------ Texte
Une Europe à concrétiser ?
L’Europe reste une idée neuve sous réserve de la réinventer. Elle ne peut plus être une abstraction. Celle-ci fut nécessaire pour réunir autour de la table des ennemis qui s’étaient livrés à trois guerres en moins d’un siècle. Mais, en 2020, la méthode des pères fondateurs a vécu. Face aux autres grandes puissances, l’Europe a un réel besoin d’identification. Bien que riche de son histoire, les Européens semblent vouloir la nier par peur de rouvrir les plaies du passé. Pour autant, ils partagent des valeurs communes importantes issues d’une culture multiséculaire.
L’Europe est le continent de la démocratie tempérée et de la protection sociale. Trop souvent mise sous le boisseau, l’Europe des idées existe au-delà des guerres et des crises. Léonard de Vinci, Voltaire, Diderot, Goethe, Tocqueville, Copernic, Thomas Mann, Frédéric Chopin, Miguel de Cervantes, Mozart, Jean-Sébastien Bach, Milan Kundera, Vaclav Havel, Hannah Arendt, Raymond Aron et une infinité d’autres ont ou ont été des ambassadeurs des valeurs qui devraient être mieux valorisées par les institutions européennes.
Un défi économique et politique
L’Europe n’est pas identifiée sur le plan économique et politique. Airbus, au-delà de ses problèmes actuels, demeure un cas isolé. Peu d’entreprises sont réellement européennes. Le marché européen demeure une somme de marchés freinant d’autant l’éclosion de sociétés comme Google, Apple ou Amazon. Nous sommes incapables de citer un ou deux noms de dirigeants de grandes entreprises européennes surtout si elles ne sont pas d’origine française. En revanche, Bill Gates, Elon Musk, Jeff Bezos, Tim Cook, Mark Zuckerberg ou Larry Page ne nous sont pas étrangers.
------------
------ Jeu de données
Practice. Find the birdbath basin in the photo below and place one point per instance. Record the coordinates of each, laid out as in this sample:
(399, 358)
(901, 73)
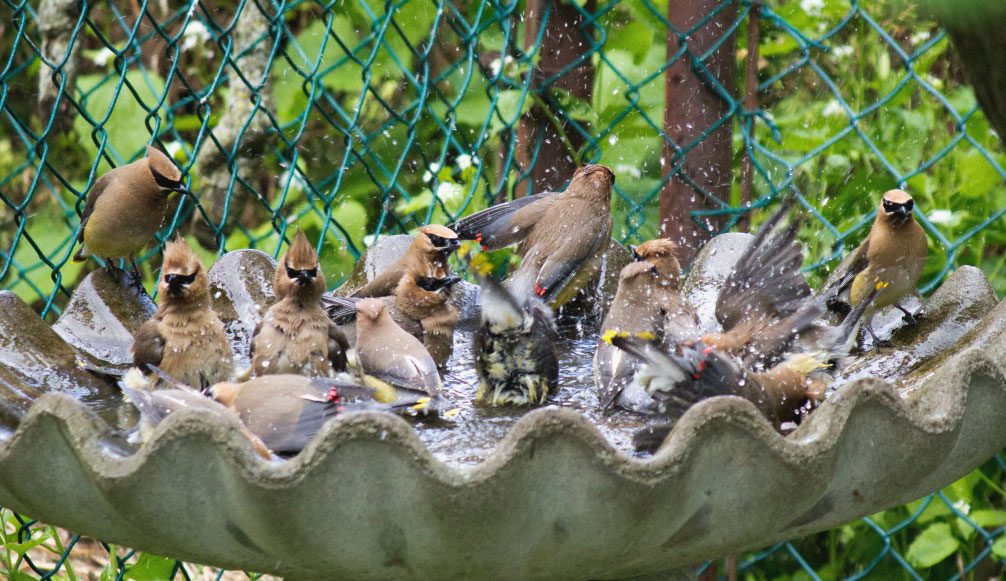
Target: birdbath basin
(550, 493)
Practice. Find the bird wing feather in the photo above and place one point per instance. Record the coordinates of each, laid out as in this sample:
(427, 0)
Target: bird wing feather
(148, 345)
(504, 224)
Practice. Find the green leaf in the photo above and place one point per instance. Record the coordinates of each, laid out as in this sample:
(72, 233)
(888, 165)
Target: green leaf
(934, 545)
(127, 127)
(150, 568)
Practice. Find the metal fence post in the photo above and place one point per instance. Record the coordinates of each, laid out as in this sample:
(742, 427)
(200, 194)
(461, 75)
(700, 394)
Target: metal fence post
(691, 109)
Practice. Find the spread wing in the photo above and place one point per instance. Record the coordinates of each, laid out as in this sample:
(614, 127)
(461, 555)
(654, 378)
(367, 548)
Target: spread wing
(504, 224)
(148, 346)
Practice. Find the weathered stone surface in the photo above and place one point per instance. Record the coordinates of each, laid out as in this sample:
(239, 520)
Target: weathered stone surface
(35, 360)
(102, 317)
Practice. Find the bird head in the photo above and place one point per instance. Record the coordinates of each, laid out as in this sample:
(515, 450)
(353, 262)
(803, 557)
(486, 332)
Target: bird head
(183, 276)
(299, 272)
(437, 241)
(896, 207)
(593, 179)
(662, 253)
(165, 173)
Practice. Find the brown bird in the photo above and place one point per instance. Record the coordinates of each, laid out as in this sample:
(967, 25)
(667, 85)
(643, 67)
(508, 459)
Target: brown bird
(296, 336)
(386, 354)
(562, 236)
(784, 393)
(184, 338)
(427, 256)
(647, 302)
(286, 411)
(764, 304)
(127, 205)
(893, 253)
(156, 405)
(421, 305)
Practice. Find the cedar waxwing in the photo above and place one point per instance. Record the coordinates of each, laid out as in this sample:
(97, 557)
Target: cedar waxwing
(764, 304)
(184, 338)
(514, 349)
(783, 393)
(286, 411)
(893, 253)
(647, 302)
(421, 306)
(296, 336)
(386, 354)
(155, 405)
(127, 205)
(427, 256)
(562, 235)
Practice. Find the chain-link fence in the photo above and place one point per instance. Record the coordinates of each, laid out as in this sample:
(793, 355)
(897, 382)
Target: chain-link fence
(355, 119)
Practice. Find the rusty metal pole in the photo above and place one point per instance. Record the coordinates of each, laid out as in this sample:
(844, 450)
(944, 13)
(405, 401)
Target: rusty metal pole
(692, 108)
(565, 40)
(750, 104)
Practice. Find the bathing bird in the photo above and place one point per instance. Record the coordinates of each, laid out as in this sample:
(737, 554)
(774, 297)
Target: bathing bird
(562, 236)
(893, 253)
(184, 338)
(296, 336)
------------
Questions sur le document:
a) Traduisez en anglais la phrase suivante du texte sur l'Europe : « L’Europe est le continent de la démocratie tempérée et de la protection sociale. »
b) Selon le texte sur l'Europe, quelle entreprise demeure un cas isolé ?
c) Recopiez sans rien changer le passage du texte sur l'Europe qui commence par « L’Europe reste une » et se poursuit jusqu'à « d’une culture multiséculaire. ».
Les items n'ont aucun lien avec le texte.

Réponses par question:
a) Europe is the continent of tempered democracy and social protection.

b) Airbus.

c)
L’Europe reste une idée neuve sous réserve de la réinventer. Elle ne peut plus être une abstraction. Celle-ci fut nécessaire pour réunir autour de la table des ennemis qui s’étaient livrés à trois guerres en moins d’un siècle. Mais, en 2020, la méthode des pères fondateurs a vécu. Face aux autres grandes puissances, l’Europe a un réel besoin d’identification. Bien que riche de son histoire, les Européens semblent vouloir la nier par peur de rouvrir les plaies du passé. Pour autant, ils partagent des valeurs communes importantes issues d’une culture multiséculaire.